Start DATA FOR THIS TASK
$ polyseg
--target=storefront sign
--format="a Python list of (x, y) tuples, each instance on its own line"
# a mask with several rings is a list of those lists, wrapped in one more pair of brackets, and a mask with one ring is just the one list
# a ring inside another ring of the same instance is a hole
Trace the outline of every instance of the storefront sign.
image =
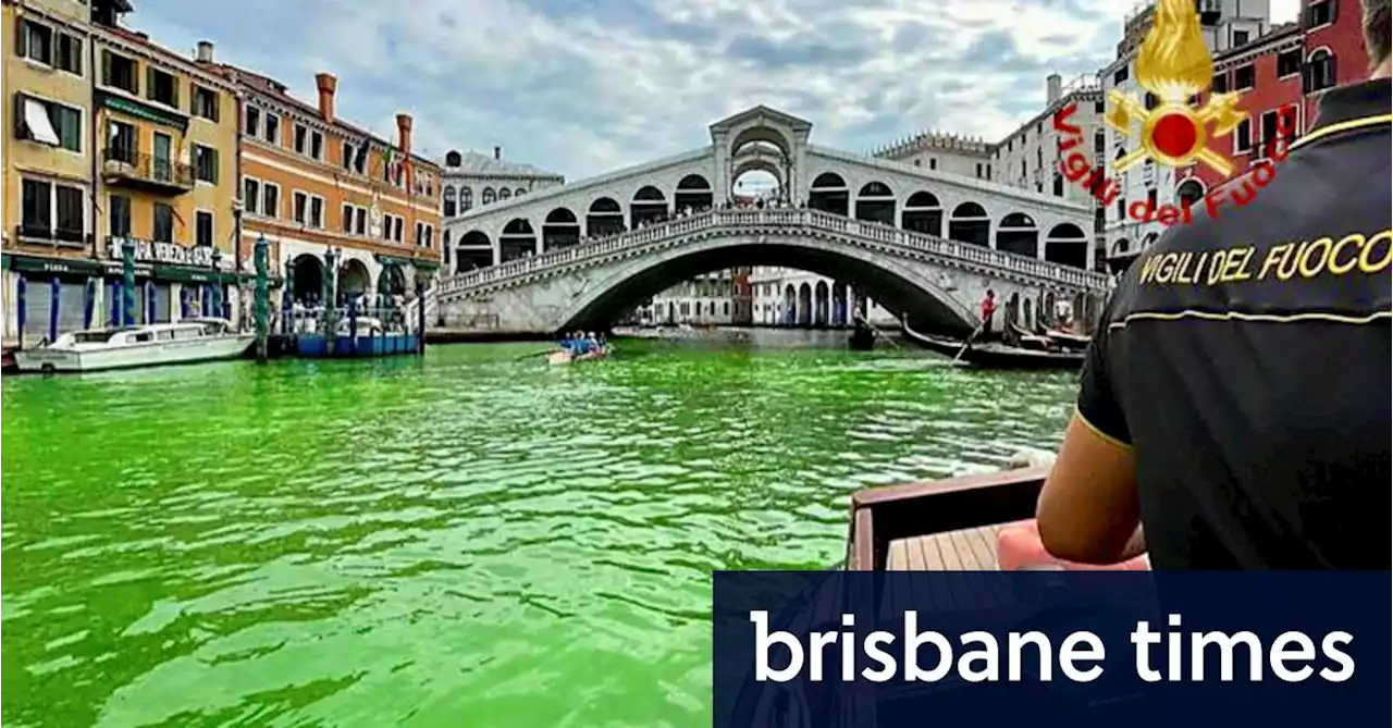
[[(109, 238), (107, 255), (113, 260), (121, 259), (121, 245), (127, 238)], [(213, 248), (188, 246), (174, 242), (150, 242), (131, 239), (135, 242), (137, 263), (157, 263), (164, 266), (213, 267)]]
End DATA FOR THIS TASK
Start DATA FOR THIS TASK
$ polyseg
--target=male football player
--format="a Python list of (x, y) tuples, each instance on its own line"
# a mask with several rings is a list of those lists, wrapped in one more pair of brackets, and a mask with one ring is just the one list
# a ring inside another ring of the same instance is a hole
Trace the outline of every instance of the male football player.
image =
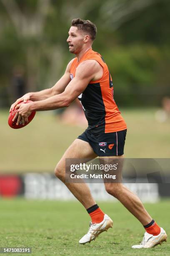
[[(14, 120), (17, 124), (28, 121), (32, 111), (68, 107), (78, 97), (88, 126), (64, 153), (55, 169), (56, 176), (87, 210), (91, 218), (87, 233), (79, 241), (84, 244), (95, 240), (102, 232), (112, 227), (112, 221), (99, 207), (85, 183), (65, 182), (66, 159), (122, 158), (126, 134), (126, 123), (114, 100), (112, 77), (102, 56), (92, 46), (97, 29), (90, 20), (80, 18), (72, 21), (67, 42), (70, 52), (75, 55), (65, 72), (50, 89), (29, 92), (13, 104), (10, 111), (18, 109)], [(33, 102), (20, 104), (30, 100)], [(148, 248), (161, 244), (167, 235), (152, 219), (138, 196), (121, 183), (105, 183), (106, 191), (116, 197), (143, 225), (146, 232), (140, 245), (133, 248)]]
End DATA FOR THIS TASK
• _REQUEST_
Tally the lines in the items above that contain the string "storefront", and reply with the number only.

• _CORRECT ANSWER_
2